Given task: Transcribe word for word the part of the Homeland review that runs from "So can we trust" up to and including "agenda. Trust–but verify.".

Text extract:
And here, the CIA bombing lands hard. There is a pall over the series, a feeling that all the competent, brilliant people we’ve been following truly do not know what comes next. The episodes repeatedly visually remind us of the crater left at the bombing site, the kind of hole left in a nation’s sense of itself after a massive attack. The aftermath of violence feels real here, the mourning and recrimination, in a way it never did on 24, for instance. Slowing the events down lets Claire Danes work at a compelling simmer rather than a constant raging boil. She’s adrift, with Saul busy keeping the CIA afloat and working increasingly closely with the sketchy spook Dar Adal (F. Murray Abraham). (An intriguing CIA addition this season is a rookie Muslim analyst played by Nazanin Boniadi.) Carrie’s isolation and frustration at being unable to defend herself or find the real culprits is searing, and the viewer feels as caged as she does.

But let’s not get ahead of ourselves. The return episodes simply kick down the road Homeland’s core problem, that it kept Brody’s story going beyond its shelf life and sacrificed its plausibility to do it. That story still needs to be resolved, and it’s not a spoiler to note that Damian Lewis is still a co-star of the show. There are only so many times Brody can go from bad guy to good guy to conflicted guy, from hero to terrorist to fugitive, while still maintaining any believable connection to the story. And yet, when it’s come down to it, Homeland has shown that–like Dexter before it–it’s more committed to keeping its stars around for a long time than it is to its narrative reality.

So can we trust Homeland again? Has the show fixed itself, or is this the calm before another storm of crazy? For now, I’m treating this series like a potentially valuable asset that may have a hidden agenda. Trust–but verify.

(Point-based annotation data)
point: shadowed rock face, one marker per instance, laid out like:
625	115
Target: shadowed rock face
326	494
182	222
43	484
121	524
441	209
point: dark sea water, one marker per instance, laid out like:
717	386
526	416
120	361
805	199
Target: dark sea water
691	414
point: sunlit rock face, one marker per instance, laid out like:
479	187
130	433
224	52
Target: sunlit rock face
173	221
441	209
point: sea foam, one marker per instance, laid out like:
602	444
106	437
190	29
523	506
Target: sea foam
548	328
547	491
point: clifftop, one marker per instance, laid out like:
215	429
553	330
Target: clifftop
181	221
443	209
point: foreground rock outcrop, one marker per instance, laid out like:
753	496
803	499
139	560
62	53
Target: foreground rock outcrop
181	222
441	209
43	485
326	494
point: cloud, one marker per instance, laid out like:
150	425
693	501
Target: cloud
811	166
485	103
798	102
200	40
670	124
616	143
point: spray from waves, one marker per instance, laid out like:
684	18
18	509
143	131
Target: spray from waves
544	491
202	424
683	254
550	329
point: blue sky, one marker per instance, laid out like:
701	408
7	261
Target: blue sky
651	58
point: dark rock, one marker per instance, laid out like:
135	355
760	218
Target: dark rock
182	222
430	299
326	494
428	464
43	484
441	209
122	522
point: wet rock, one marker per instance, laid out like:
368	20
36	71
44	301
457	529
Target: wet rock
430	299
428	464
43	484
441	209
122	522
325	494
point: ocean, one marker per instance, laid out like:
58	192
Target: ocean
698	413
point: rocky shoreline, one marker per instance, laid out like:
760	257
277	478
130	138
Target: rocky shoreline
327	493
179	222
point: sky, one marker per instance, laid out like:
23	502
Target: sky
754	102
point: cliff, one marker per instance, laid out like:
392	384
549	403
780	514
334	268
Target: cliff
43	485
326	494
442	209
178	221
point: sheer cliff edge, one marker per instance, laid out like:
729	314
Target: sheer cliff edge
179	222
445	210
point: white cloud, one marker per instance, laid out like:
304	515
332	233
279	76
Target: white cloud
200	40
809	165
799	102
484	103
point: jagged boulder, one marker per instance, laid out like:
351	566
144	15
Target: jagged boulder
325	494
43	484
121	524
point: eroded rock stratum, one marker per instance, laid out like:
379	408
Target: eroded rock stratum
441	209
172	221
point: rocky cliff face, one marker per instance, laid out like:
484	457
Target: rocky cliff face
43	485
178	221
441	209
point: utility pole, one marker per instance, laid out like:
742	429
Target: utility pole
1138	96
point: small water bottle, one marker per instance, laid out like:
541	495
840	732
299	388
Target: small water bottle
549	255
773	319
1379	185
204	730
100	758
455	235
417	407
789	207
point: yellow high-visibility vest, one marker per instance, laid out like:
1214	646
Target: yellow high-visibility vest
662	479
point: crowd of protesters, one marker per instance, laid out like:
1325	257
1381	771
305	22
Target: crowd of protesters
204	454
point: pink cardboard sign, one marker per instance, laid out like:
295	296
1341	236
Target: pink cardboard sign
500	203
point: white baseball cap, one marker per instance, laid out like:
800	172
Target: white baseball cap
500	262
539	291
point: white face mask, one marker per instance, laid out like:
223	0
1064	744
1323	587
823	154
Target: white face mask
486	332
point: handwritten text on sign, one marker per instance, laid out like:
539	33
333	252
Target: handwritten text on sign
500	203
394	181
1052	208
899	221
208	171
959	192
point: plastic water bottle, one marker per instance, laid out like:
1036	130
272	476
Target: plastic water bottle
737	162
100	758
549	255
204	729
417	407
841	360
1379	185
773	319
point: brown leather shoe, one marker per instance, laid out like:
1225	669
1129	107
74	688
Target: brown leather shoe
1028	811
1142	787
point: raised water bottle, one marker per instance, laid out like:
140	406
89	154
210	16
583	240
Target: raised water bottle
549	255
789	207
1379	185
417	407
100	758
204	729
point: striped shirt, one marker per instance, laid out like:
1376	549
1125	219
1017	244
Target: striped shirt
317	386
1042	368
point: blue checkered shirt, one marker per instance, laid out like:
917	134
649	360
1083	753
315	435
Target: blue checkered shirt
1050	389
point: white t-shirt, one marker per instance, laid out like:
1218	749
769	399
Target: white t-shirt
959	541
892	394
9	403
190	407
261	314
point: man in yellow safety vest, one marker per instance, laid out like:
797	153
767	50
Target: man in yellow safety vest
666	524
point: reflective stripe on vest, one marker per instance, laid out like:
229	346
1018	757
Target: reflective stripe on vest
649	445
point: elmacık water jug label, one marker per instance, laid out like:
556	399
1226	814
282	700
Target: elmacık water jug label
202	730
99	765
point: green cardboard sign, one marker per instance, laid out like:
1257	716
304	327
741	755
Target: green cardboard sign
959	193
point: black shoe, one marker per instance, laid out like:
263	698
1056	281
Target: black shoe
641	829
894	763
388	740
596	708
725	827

Response below:
So can we trust Homeland again? Has the show fixed itself, or is this the calm before another storm of crazy? For now, I’m treating this series like a potentially valuable asset that may have a hidden agenda. Trust–but verify.